Exercise objective -> Copy out every line of the data below without changing anything, and leave out the pictures.

Entries supplied ->
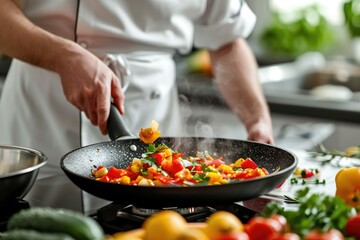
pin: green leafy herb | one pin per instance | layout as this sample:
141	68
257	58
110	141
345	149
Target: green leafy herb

Answer below ->
pin: green leafy herb | one pin per instance | layout as this sample:
141	68
257	58
110	141
345	149
Target: green leafy herb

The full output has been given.